===== Page text

Free Markets, Free People

Health Care Summit: The “I told you so” post

Ok, I’ll admit that it didn’t work out precisely as I said in my scenario in a previous post, and the Republicans did much better than I expected, however the result was exactly what I claimed it would be. A refresher with added emphasis:

Obama gets his moment recorded by the TV cameras no less. And mournfully he pronounces the Republicans as obstructionists who refused to negotiate in good faith as the great and wonderful Democrats have offered to do. And because of that, it is with a heavy heart and reluctantly he is forced to agree with the Senate Majority Leader Harry Reid that reconciliation is the only route left open to them to do “what is right” for the American people.

When I wrote my quick review yesterday, Obama hadn’t yet spoken. In his 10 minute wrap up which went on for 20 minutes, he finally got to the purpose of the summit.

I’d like Republicans to do a little soul searching to find out if there are some things that you’d be willling to embrace that get to this core problem of 30 million people without health insurance, and dealing seriously with the pre-existing conditions issue. I don’t know frankly whether we can close that gap.

And if we can’t close that gap, then I suspect Mitch McConnell, Harry Reid, Nancy Pelosi and John Boehner are going to have a lot of arguments about procedures in Congress about moving forward.

Or: “Ok, Republicans, time to join the team and show some real movement or we’ll do what we have to do procedurally”. And that, of course, is reconciliation. Greg Sargent heard the same message. Referring to that quote he says:

Unless I’m misreading that, Obama is saying that unless Republicans support comprehensive reform as Obama and Dems have defined it — dealing with the problem of 30 million uninsured and, by extension, seriously tackling the preexisting condition problem — they will almost certainly move forward with reconciliation.

What’s more, Obama also essentially accused Republicans of approaching today’s summit in bad faith — after they had sat there with him for six hours. He said that even after the public option was taken off the table, Republicans continued to use the same “government takeover” slur.

“Even after the public option wasn’t available, we still hear the same rhetoric,” Obama said. “We have a concept of an exchange which previously has been an idea that was embraced by Republicans before I embraced it. Somehow, suddenly it became less of a good idea.”

==========
===== Excerpted records

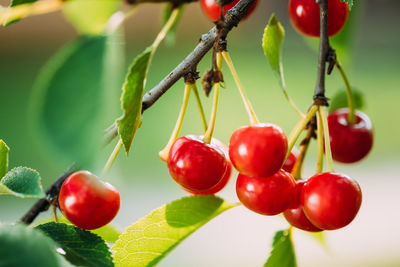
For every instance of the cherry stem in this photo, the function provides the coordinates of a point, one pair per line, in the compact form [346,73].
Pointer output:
[30,9]
[320,138]
[304,145]
[351,118]
[210,130]
[200,107]
[161,35]
[328,152]
[246,101]
[301,125]
[112,158]
[175,133]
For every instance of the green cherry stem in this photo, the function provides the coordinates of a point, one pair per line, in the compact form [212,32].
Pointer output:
[320,139]
[246,101]
[328,152]
[301,125]
[351,117]
[210,130]
[200,106]
[112,159]
[175,133]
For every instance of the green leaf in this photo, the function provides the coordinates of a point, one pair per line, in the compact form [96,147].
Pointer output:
[349,2]
[23,246]
[82,248]
[16,3]
[150,239]
[108,233]
[72,105]
[90,16]
[171,34]
[131,99]
[339,100]
[22,182]
[282,254]
[3,158]
[20,2]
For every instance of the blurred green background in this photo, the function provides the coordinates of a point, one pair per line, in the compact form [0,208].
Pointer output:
[238,238]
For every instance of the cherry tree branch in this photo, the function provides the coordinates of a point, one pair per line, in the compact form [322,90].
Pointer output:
[189,64]
[51,196]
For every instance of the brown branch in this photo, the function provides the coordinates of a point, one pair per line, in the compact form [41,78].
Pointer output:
[326,54]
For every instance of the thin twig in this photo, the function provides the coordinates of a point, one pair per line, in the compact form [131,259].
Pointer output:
[189,64]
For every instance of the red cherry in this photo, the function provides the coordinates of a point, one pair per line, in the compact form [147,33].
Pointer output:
[88,202]
[331,200]
[291,160]
[295,214]
[259,150]
[349,143]
[213,11]
[266,195]
[305,16]
[195,165]
[224,181]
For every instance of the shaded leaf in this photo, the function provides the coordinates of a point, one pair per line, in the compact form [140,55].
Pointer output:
[282,254]
[131,99]
[3,158]
[320,237]
[90,16]
[23,246]
[108,233]
[150,239]
[22,182]
[82,248]
[339,100]
[69,104]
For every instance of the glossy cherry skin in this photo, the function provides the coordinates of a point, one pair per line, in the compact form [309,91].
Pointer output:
[195,165]
[291,160]
[258,150]
[266,195]
[295,214]
[213,11]
[224,181]
[349,143]
[305,16]
[331,200]
[88,202]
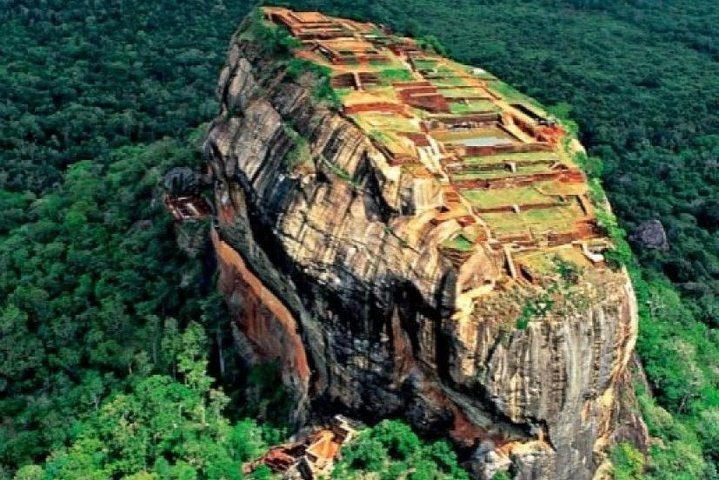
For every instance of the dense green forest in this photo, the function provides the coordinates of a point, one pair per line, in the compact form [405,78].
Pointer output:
[103,318]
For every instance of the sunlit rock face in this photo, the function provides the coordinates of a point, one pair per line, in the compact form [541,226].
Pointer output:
[338,262]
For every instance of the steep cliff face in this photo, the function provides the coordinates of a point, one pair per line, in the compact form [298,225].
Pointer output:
[332,261]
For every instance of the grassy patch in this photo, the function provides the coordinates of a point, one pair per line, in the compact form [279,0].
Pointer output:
[459,242]
[497,197]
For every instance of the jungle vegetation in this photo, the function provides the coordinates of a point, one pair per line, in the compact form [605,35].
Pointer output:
[101,316]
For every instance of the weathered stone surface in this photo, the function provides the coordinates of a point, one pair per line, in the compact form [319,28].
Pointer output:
[336,279]
[651,234]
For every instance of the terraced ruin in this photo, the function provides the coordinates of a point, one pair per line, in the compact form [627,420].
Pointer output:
[410,237]
[488,164]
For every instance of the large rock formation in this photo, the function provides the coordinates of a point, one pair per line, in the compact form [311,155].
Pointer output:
[331,260]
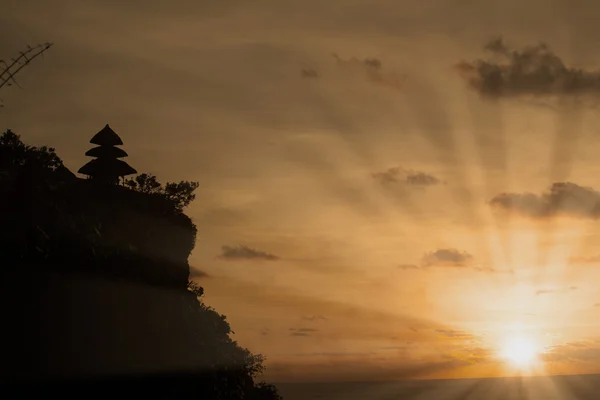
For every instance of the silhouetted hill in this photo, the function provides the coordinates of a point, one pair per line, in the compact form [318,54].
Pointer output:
[94,287]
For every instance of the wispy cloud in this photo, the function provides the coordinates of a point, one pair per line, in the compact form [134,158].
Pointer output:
[399,175]
[447,258]
[563,198]
[551,291]
[533,70]
[245,253]
[374,71]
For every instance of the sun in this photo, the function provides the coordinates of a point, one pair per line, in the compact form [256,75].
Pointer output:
[519,351]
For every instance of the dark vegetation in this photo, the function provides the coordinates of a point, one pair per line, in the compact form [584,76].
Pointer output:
[95,291]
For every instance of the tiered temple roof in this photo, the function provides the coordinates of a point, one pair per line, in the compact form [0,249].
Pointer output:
[106,166]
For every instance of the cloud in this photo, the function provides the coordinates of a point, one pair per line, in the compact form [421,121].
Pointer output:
[451,258]
[563,198]
[245,253]
[374,71]
[447,258]
[550,291]
[572,351]
[471,355]
[309,73]
[585,260]
[408,266]
[333,354]
[198,274]
[530,71]
[398,175]
[302,332]
[314,318]
[454,334]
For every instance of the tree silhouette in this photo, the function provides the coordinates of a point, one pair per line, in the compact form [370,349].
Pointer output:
[69,277]
[180,194]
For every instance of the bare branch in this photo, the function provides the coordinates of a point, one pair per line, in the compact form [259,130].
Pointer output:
[7,75]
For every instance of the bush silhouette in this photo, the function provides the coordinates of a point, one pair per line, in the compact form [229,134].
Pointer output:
[95,287]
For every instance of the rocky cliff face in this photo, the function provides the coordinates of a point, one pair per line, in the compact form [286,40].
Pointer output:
[109,230]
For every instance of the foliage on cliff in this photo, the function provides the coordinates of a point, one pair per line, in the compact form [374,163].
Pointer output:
[118,238]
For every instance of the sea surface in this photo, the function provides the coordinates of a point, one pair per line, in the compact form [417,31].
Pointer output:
[575,387]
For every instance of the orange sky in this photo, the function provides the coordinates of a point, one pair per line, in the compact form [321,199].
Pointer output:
[362,194]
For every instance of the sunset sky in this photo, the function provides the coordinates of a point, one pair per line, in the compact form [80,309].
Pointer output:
[387,188]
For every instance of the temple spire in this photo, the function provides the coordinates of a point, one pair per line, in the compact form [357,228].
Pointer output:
[106,166]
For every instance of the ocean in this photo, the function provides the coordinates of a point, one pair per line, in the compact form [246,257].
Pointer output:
[574,387]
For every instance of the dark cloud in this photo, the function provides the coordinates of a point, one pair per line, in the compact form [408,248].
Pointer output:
[530,71]
[301,334]
[408,266]
[550,291]
[468,355]
[314,318]
[334,354]
[303,330]
[398,175]
[245,253]
[309,73]
[374,71]
[452,258]
[490,270]
[572,351]
[563,198]
[454,334]
[198,274]
[447,258]
[585,260]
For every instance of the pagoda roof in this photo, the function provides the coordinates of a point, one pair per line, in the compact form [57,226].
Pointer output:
[106,137]
[106,152]
[107,167]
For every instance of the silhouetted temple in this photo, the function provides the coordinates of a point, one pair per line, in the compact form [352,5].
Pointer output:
[106,166]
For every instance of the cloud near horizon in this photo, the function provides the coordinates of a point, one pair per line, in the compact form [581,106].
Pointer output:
[399,175]
[374,71]
[563,198]
[533,70]
[245,253]
[447,258]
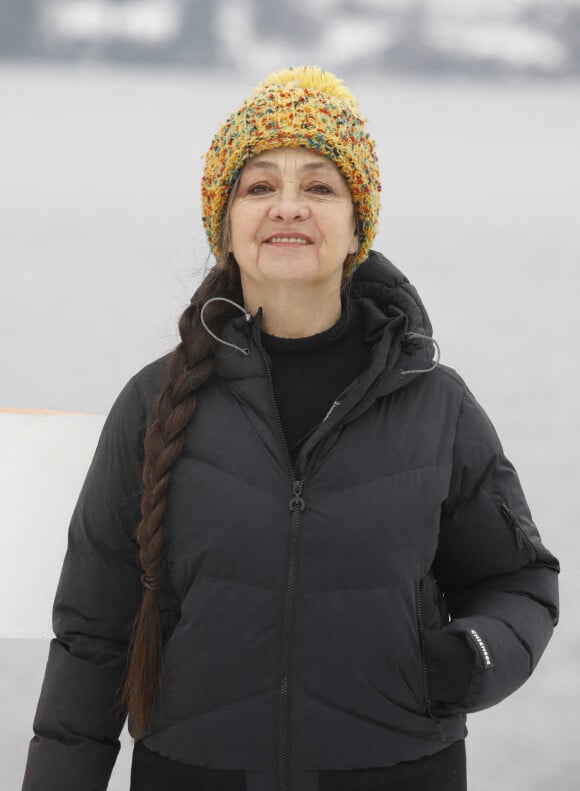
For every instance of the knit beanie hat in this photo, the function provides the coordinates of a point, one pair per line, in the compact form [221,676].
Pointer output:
[302,106]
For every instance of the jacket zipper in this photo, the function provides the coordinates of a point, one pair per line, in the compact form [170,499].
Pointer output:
[522,541]
[296,505]
[424,665]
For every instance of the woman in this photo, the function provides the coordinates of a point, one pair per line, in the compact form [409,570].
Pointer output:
[334,561]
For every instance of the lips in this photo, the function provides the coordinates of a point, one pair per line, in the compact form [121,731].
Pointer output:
[289,238]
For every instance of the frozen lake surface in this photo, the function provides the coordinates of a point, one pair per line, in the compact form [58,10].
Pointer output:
[101,246]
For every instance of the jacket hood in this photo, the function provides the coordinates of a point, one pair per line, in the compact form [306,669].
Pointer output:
[396,324]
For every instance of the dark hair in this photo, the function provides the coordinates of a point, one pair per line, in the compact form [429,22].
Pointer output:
[190,365]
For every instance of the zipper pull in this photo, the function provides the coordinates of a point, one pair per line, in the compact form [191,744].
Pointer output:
[297,501]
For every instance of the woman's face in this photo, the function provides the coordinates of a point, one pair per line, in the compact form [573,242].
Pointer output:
[291,221]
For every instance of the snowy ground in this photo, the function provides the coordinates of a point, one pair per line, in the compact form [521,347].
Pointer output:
[101,245]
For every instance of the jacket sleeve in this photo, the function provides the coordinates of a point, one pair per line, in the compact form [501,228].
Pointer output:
[77,722]
[500,582]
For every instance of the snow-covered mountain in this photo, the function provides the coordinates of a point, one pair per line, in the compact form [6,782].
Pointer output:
[478,38]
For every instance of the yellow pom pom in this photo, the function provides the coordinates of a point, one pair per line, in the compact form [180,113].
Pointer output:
[313,78]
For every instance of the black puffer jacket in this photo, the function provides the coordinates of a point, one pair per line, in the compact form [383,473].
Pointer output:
[296,601]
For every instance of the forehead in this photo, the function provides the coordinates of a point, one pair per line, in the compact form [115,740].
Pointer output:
[299,158]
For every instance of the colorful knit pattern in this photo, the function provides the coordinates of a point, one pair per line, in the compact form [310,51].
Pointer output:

==========

• [Task to carry out]
Set down the part of the health care summit post that opens with the words containing "Free Markets, Free" and closes with "the American people.", copied exactly.

• [Task solution]
Free Markets, Free People

Health Care Summit: The “I told you so” post

Ok, I’ll admit that it didn’t work out precisely as I said in my scenario in a previous post, and the Republicans did much better than I expected, however the result was exactly what I claimed it would be. A refresher with added emphasis:

Obama gets his moment recorded by the TV cameras no less. And mournfully he pronounces the Republicans as obstructionists who refused to negotiate in good faith as the great and wonderful Democrats have offered to do. And because of that, it is with a heavy heart and reluctantly he is forced to agree with the Senate Majority Leader Harry Reid that reconciliation is the only route left open to them to do “what is right” for the American people.